EXERCISE MATERIAL
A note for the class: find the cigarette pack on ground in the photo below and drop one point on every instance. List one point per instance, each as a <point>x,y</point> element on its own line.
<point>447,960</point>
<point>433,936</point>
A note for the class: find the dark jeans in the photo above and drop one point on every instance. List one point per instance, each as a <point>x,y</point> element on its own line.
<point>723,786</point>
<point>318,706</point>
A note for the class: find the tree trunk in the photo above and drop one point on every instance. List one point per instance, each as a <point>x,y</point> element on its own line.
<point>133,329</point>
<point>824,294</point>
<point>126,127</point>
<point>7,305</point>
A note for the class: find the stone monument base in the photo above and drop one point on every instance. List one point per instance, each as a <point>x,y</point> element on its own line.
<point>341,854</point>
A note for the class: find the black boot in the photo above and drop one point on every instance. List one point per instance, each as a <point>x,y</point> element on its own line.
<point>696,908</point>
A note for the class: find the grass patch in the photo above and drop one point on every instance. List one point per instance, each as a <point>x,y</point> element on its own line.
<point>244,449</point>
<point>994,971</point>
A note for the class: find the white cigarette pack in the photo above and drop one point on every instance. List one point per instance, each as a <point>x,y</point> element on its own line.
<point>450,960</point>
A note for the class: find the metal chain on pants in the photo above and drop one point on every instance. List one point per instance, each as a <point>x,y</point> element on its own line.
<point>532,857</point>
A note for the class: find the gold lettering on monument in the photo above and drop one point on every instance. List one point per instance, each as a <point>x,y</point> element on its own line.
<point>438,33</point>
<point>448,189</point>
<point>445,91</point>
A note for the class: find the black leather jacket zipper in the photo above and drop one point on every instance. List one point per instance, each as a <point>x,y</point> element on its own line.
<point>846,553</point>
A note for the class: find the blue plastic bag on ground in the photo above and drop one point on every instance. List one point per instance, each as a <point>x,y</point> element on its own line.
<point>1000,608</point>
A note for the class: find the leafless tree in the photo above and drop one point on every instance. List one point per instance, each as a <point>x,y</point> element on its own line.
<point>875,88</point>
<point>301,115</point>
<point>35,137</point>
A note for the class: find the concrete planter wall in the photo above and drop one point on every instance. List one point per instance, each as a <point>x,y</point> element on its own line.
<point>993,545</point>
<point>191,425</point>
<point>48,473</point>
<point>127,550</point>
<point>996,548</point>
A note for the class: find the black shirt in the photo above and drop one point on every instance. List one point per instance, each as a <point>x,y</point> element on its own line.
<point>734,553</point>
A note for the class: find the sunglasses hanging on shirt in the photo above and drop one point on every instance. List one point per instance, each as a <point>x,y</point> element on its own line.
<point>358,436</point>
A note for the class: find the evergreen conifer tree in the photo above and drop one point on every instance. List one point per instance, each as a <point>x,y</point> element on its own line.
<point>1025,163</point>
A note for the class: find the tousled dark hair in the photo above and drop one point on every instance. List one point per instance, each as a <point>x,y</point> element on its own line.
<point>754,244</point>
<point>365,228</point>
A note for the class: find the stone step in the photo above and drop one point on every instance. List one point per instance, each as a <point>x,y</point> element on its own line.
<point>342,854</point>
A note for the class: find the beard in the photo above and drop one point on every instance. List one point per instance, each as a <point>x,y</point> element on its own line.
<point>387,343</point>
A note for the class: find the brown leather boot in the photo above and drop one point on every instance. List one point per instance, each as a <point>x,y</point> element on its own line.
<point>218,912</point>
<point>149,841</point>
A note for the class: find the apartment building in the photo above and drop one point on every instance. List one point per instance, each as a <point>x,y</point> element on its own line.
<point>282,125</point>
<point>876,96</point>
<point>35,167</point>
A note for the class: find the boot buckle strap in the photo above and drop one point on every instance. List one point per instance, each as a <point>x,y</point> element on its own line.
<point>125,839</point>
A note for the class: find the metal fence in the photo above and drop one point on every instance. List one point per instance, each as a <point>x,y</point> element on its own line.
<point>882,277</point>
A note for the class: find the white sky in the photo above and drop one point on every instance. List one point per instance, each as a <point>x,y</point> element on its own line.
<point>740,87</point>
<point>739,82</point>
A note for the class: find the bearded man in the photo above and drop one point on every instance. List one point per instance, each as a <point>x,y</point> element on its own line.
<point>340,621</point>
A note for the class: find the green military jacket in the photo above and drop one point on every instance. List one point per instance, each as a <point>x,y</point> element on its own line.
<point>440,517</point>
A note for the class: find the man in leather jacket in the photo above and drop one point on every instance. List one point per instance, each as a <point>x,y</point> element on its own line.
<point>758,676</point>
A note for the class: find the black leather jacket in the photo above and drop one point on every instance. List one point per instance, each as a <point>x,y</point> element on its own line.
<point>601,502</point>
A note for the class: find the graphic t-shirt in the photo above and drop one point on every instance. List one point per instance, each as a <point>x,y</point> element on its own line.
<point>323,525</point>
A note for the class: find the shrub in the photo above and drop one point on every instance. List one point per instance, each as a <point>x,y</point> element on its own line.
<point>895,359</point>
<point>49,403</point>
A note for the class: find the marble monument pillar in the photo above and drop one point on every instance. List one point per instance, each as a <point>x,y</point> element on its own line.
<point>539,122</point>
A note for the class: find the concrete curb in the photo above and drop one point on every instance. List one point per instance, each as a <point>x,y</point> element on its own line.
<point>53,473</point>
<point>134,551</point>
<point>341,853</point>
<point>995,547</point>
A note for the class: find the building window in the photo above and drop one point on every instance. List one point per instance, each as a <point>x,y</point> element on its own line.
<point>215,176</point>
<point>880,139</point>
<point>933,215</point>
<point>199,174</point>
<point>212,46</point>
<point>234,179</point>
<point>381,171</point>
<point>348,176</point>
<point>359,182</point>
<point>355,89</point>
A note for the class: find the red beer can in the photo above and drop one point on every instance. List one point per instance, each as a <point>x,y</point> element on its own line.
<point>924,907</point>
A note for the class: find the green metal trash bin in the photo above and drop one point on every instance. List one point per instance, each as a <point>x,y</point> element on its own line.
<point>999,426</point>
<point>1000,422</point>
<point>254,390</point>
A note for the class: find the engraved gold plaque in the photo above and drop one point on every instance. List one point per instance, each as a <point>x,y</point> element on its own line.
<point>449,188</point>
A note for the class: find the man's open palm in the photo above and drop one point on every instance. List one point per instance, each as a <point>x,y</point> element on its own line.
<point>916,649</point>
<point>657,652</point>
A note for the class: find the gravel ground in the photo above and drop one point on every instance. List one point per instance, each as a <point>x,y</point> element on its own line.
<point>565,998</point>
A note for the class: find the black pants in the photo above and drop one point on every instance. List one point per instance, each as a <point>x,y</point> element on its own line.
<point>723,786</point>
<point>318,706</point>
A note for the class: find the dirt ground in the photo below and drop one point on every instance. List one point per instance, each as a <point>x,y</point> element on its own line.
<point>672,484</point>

ABOUT THIS EXERCISE
Write out the entries above once more, without altering anything.

ANSWER TO THIS PROBLEM
A note for the class: find the cigarette pack on ground in the photo below and drop one point on every instance. List one point per instance, each as a <point>x,y</point> element on its own line.
<point>447,960</point>
<point>433,936</point>
A note for the class: find the dark jeans in the photo above and drop one point on every instance. List one point per instance, each as a <point>x,y</point> element on its own line.
<point>723,786</point>
<point>318,706</point>
A note for the class: find the tree trunk in the photo above and drop one point on every instance. List one point per instance, each as a <point>x,y</point> element on its own line.
<point>133,329</point>
<point>824,294</point>
<point>126,127</point>
<point>7,305</point>
A note for the class: find the stone monument base in the photo above and drop one point on every instance. List one point per instance, each as a <point>x,y</point> element on its own line.
<point>341,854</point>
A note for the class: find the black boot in the photo above and drop one point on every instance. List one point per instance, each as a <point>x,y</point> element on its own line.
<point>696,908</point>
A note for the class: find the grass patch in the photo above and drop one point on every instance. List one point per instance, each as a <point>x,y</point> element on its own line.
<point>244,449</point>
<point>994,971</point>
A note for the class: find the white cigarette pack in the photo above and drop one point on every instance. List one point per instance, each as a <point>x,y</point> element on its own line.
<point>450,960</point>
A note for the class: find the metal chain on pants in the photo above and drop one point on every instance. List one point per instance, each as a <point>x,y</point> element on its own line.
<point>532,857</point>
A note for the class: find the gold lettering on monument in the photo above and drop one point on every instance. List one point per instance, each as a <point>x,y</point> element on its own line.
<point>438,33</point>
<point>448,189</point>
<point>445,91</point>
A note for the class: find the black leather jacket zipper in the photo above and drop one point on every instance. List one point per instance, each as a <point>x,y</point> element on its own line.
<point>846,553</point>
A note for the class: find the blue plastic bag on ground in the photo above and drop one point on every instance. List one point per instance, each as a <point>x,y</point> element on its own line.
<point>1000,608</point>
A note for the class: find the leafless tree in the photo above and drop one point on every instance. List one point per instance, each as a <point>x,y</point> element on its own line.
<point>875,88</point>
<point>301,115</point>
<point>35,137</point>
A note for the class: find the concrete planter wall in the photo above and drop one point on every instance. List one point per instance, each as a <point>x,y</point> element on its own line.
<point>993,545</point>
<point>191,425</point>
<point>48,473</point>
<point>127,550</point>
<point>996,548</point>
A note for the class: find the black shirt in the photo above and drop one point on every instance. List one point per instance, each as a <point>x,y</point> element on its own line.
<point>734,553</point>
A note for the class: find the sunglasses hanging on shirt in the photo above and drop one point on every instance. List one point per instance, each as a <point>x,y</point> element on its own line.
<point>358,436</point>
A note for the class: find the evergreen conifer tree in the photo above and drop one point on every instance. List one point per instance, each as a <point>x,y</point> element on its own line.
<point>1025,163</point>
A note for the class: find the tousled dark hair in the photo above and drop one point on every instance. List one point per instance, each as a <point>x,y</point> element on its own line.
<point>754,244</point>
<point>365,228</point>
A note for the class: find the stone step in the photo above and drop one point on every instance. List one point per instance, each as a <point>x,y</point> element on its own line.
<point>342,854</point>
A note for the class: find the beard in the photo above and drop one point on every instance. List one point per instance, each as a <point>x,y</point> element on its own line.
<point>387,343</point>
A note for the class: find the brown leather boot in the photo above and drop one point on every instance. List one point per instance, each as a <point>x,y</point> element on its own line.
<point>218,912</point>
<point>149,841</point>
A note for the class: find the apartment building in the photo above and drop one point on every instance. List one point per instance, each as a <point>x,y</point> element on its own line.
<point>282,125</point>
<point>876,96</point>
<point>35,167</point>
A note for the class: find the boot buckle strap in the photo above and drop one point on every instance. List one point per instance, each as a <point>x,y</point> element on its own line.
<point>125,839</point>
A note for the class: find the metal fence in the photo above and drop one point on every instance. List one point per instance, each as a <point>x,y</point> element on its own line.
<point>882,277</point>
A note for the class: find the white sky in the photo above and drop one point on every instance. List one point per instance, each as a <point>x,y</point> element on its own line.
<point>740,87</point>
<point>739,82</point>
A note for the class: find the bearded man in the photo above and drop one point on every instance. List one point per instance, each as a <point>x,y</point> element on its own line.
<point>340,621</point>
A note for the class: find the green military jacket in the photo above and drop one point on every instance. List one point per instance, each as a <point>x,y</point> element on its own line.
<point>440,517</point>
A note for the class: find the man in leather jacket in the photo above and drop one point on every instance. List one point per instance, each as a <point>x,y</point> element on its own line.
<point>758,676</point>
A note for the class: find the black leather jacket in the photo above and drop one point on every instance. List one point per instance, each as a <point>x,y</point> element on its own line.
<point>601,502</point>
A note for the class: find the graphic t-shirt in the photo above and drop one point on every instance. List one point per instance, each as a <point>x,y</point> element on its own line.
<point>323,525</point>
A note for the class: find the shrub in the photo above and drop one point on every instance. List one point per instance, each as a <point>x,y</point> element on its own line.
<point>895,359</point>
<point>49,403</point>
A note for the class: find the marble monument pillar in the photo above and drop one point on every instance. List one point per instance, each as a <point>x,y</point> element on its own line.
<point>539,122</point>
A note for the class: find the concrete curb in the photo above and drop one point on every instance. List one point per instance, each as a <point>x,y</point> element on its own line.
<point>53,473</point>
<point>134,551</point>
<point>341,853</point>
<point>995,547</point>
A note for the class: find the building window in the photo above and drop one point on every instance. List one point per instance, each as a <point>x,y</point> element on its own line.
<point>215,176</point>
<point>880,139</point>
<point>933,215</point>
<point>199,174</point>
<point>212,46</point>
<point>234,179</point>
<point>381,171</point>
<point>348,176</point>
<point>359,182</point>
<point>355,89</point>
A note for the class: find the red beer can in the photo above and drop one point on every instance. List one point per instance, each as a <point>x,y</point> element on its own line.
<point>924,907</point>
A note for the class: find the green metal trash bin in the photo above and drop one point on every instance. List one point per instance, each as a <point>x,y</point> element on its own line.
<point>999,426</point>
<point>1000,422</point>
<point>254,390</point>
A note for the class: find the engraved gold plaque in the photo above and drop one point on every instance. List one point per instance, each as a <point>x,y</point> element on its own line.
<point>449,188</point>
A note for the class: find the man's open palm in the photo above and drop one point on every instance. List one point per instance, each as a <point>x,y</point> element on its own line.
<point>916,649</point>
<point>657,652</point>
A note for the class: find the gravel ground in the photo above and drop one point on every instance. List one point per instance, each as a <point>x,y</point> element on its own line.
<point>565,998</point>
A note for the class: find the black pants in the photo above and drop one point on every instance. List one point per instance, each as a <point>x,y</point> element on its own line.
<point>723,786</point>
<point>318,706</point>
A note for the class: find the dirt ground in the photo below and drop one point on every instance. List one point per instance, each as a <point>x,y</point> element on its own line.
<point>672,484</point>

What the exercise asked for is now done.